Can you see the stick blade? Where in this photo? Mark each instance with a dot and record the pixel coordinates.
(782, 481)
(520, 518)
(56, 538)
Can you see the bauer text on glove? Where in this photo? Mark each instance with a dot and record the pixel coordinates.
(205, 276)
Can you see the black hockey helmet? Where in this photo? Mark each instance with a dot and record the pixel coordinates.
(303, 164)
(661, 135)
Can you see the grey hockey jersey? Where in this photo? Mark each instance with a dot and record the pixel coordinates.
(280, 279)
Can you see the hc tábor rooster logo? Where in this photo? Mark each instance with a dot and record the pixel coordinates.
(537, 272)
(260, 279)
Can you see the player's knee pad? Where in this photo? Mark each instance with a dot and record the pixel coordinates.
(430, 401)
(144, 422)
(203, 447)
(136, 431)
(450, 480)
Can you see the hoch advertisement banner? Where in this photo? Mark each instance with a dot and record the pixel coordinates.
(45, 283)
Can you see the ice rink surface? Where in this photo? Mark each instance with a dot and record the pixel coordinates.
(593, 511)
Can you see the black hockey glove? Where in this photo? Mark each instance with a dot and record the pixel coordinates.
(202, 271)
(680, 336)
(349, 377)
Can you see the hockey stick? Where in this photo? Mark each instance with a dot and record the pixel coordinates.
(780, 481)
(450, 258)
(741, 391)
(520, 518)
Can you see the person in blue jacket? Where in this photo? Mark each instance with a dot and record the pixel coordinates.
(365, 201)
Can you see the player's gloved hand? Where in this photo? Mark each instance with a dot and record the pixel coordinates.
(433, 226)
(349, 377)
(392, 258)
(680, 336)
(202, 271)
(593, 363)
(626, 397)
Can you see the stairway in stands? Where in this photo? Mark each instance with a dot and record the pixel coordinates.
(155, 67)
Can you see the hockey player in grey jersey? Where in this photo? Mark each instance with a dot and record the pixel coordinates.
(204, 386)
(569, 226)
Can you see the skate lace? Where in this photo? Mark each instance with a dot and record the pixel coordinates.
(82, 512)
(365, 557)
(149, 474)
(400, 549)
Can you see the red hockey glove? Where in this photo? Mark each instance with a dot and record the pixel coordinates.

◆ ◆ ◆ ◆ ◆ ◆ ◆

● What the task requires: Recast all of the material above as a numbered list, leaving out any blank lines.

● The response:
1. Can you see the stick blade? Where in this photo? Mark each instance with a dot and record the pixel coordinates.
2. (782, 481)
3. (520, 518)
4. (56, 538)
5. Can you see the bauer text on glove? Where in this photo? Mark each instance with a dot and record the pixel coordinates.
6. (205, 276)
7. Can you see the black hockey helmet? Where in this photo? Mark each instance with a dot and record the pixel coordinates.
8. (303, 164)
9. (661, 135)
10. Can you see the grey hockey jersey? Where in this photo? Mark each instance with a dot and record the pixel coordinates.
11. (280, 279)
12. Can you see the hc tábor rooster logo? Where in this photo? Mark each instance with a dot and record the pixel coordinates.
13. (537, 272)
14. (260, 279)
15. Can you see the player's knee pad? Where in this photo? Mark each instance with a dot and record the pixel coordinates.
16. (430, 401)
17. (144, 422)
18. (203, 447)
19. (136, 431)
20. (450, 480)
21. Can you see the hoch advertisement banner? Where in this photo? Mark each instance with a dot and record the pixel coordinates.
22. (45, 283)
23. Can you see the ice rink surface? Where in this photo? Mark each instance with a dot and record the pixel coordinates.
24. (593, 511)
25. Can you see the black hockey glove? Where in this photo? Mark each instance with a dot and record the pixel coordinates.
26. (202, 271)
27. (680, 336)
28. (349, 377)
29. Can you see the hockey stick? Where in this photo? Mark each instance with a dot and record the pixel coordinates.
30. (780, 481)
31. (450, 258)
32. (741, 391)
33. (520, 518)
34. Can you see the person in blue jacket? Where in this photo? Mark each instance with a dot and record the pixel coordinates.
35. (365, 201)
36. Can you see the player's gloved hand? Where in this photo? Mark each instance with a dot and record the pixel coordinates.
37. (433, 226)
38. (349, 377)
39. (392, 258)
40. (680, 336)
41. (202, 271)
42. (593, 363)
43. (626, 397)
44. Can you see the stairway in stands? Where in this photo? Mark each instance with a dot and record the pixel coordinates.
45. (155, 67)
46. Can you see the hockey player in grey jersey? Where in this photo? Mark each instance with a dot and record the pixel coordinates.
47. (204, 386)
48. (569, 226)
49. Can you see the skate lace? Where in this photo? Mark each instance with a dot and record the pixel coordinates.
50. (82, 512)
51. (365, 557)
52. (149, 474)
53. (400, 549)
54. Can you see the red hockey glove? Where in this photo? Mark each instance with a dot and record the pixel coordinates.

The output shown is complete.